• What you are asked to do:
Print verbatim the lines of the entries from the one containing "form (257, 720)." to the last, inclusive, and no others.
___ Records for the exercise
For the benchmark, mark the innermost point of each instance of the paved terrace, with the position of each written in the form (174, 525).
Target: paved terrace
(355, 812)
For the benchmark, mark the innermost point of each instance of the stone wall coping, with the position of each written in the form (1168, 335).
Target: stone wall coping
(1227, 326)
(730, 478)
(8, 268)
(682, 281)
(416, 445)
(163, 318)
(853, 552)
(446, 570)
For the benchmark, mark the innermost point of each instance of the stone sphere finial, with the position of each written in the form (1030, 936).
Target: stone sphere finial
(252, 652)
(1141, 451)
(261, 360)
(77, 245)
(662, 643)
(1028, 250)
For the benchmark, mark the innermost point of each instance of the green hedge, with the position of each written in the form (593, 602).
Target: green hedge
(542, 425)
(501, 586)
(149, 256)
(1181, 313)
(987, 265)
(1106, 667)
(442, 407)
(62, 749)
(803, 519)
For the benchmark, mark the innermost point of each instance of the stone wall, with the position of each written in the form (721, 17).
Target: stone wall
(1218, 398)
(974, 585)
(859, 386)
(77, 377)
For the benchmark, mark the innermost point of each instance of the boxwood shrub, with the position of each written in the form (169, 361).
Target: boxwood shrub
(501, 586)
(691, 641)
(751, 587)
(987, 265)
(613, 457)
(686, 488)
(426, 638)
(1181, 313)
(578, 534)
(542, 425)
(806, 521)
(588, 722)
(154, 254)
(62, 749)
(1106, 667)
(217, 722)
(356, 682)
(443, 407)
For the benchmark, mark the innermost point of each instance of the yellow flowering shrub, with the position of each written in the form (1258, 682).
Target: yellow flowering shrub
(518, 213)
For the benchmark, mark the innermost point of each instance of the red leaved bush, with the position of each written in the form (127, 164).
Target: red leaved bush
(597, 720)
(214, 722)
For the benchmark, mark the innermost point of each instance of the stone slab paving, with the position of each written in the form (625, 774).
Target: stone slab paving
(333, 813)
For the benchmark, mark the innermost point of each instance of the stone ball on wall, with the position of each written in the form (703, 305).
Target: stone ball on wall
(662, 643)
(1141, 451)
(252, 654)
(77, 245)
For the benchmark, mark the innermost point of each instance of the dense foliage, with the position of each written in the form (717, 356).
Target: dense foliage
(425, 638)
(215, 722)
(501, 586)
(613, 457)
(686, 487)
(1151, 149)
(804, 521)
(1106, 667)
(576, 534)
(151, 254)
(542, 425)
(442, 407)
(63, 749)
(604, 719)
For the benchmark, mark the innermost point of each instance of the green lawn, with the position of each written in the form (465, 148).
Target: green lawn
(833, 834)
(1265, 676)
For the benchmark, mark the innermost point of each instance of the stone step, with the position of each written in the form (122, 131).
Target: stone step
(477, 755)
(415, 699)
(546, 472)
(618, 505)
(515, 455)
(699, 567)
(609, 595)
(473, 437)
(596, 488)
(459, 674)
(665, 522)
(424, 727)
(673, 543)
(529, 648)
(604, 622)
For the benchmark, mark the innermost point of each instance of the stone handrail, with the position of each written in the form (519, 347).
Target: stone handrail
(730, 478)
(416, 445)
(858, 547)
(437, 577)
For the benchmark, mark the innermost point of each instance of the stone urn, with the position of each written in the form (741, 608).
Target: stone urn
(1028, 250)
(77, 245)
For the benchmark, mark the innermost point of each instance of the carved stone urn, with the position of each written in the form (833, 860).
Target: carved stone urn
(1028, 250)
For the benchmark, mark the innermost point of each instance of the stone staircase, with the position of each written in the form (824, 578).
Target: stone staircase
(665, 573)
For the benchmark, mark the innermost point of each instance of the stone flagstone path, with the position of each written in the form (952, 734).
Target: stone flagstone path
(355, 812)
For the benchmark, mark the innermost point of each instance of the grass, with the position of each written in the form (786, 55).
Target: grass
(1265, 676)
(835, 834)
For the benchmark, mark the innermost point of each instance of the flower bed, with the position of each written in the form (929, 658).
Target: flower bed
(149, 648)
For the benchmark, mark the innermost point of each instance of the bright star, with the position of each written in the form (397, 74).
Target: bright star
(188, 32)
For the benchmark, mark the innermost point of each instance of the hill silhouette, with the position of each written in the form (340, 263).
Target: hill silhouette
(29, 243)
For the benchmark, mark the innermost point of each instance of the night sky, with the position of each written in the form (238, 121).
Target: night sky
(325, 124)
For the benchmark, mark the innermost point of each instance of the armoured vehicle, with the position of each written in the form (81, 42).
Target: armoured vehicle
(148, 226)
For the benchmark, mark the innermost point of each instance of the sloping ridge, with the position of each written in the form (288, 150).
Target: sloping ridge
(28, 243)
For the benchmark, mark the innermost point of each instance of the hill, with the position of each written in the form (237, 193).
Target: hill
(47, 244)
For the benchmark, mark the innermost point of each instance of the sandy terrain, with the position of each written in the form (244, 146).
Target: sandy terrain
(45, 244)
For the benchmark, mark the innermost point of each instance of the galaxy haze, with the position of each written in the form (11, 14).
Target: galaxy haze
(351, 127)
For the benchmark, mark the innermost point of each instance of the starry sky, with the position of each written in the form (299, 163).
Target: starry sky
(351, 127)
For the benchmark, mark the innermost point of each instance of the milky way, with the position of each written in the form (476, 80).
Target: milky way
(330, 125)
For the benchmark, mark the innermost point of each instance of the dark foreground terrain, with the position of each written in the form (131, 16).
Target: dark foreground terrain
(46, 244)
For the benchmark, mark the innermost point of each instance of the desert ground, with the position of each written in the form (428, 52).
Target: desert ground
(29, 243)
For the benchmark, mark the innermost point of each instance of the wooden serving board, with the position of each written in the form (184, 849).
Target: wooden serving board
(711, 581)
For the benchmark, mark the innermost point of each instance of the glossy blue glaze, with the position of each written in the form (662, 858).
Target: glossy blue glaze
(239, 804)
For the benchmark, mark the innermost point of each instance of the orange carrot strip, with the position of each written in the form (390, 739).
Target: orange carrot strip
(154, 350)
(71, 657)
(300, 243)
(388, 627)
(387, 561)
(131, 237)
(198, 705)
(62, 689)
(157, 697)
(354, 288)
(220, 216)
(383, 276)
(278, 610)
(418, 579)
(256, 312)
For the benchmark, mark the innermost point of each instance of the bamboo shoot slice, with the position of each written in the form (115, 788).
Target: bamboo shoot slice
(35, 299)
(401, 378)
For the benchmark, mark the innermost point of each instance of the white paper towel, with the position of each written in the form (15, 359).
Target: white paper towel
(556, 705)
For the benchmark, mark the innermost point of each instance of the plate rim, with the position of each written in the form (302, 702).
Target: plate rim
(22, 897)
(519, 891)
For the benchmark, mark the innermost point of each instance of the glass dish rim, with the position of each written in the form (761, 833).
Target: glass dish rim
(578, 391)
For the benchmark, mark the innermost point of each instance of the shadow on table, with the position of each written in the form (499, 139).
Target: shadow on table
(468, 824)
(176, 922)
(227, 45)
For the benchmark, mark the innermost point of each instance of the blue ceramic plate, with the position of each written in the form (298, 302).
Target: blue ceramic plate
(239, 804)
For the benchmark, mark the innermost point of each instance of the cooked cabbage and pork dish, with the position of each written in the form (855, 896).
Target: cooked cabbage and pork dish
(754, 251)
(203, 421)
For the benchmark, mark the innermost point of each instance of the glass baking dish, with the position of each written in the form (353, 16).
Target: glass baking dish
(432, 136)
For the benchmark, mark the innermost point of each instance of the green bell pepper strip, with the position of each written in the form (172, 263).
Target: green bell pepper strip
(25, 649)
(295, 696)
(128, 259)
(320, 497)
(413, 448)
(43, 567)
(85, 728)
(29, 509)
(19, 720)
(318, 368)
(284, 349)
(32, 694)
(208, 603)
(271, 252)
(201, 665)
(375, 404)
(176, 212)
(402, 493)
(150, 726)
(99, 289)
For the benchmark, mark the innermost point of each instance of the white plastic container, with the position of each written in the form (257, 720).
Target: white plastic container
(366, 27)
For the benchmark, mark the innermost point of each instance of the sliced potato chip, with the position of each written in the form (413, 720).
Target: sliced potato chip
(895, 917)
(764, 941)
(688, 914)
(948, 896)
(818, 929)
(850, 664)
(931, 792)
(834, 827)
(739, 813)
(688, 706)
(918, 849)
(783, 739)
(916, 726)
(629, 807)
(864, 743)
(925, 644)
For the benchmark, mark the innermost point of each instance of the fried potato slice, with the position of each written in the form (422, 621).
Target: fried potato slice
______
• Finished exercise:
For the benchmark, mark the innermost point of each instance of the white plastic container, with the position of each written in the form (257, 720).
Target: white plastic container
(366, 27)
For the benchmark, mark the innermost point of each instance of the sliced potato chip, with the position of each written in the form (413, 720).
Target: sliced potato chip
(895, 917)
(764, 941)
(688, 914)
(948, 896)
(818, 929)
(850, 664)
(931, 792)
(834, 827)
(739, 813)
(688, 706)
(918, 849)
(783, 739)
(916, 726)
(629, 807)
(864, 743)
(925, 644)
For the benchmark, mark the innermost point of each instance of the fried potato slice, with the position of each written in the form (422, 621).
Target: fried potato slice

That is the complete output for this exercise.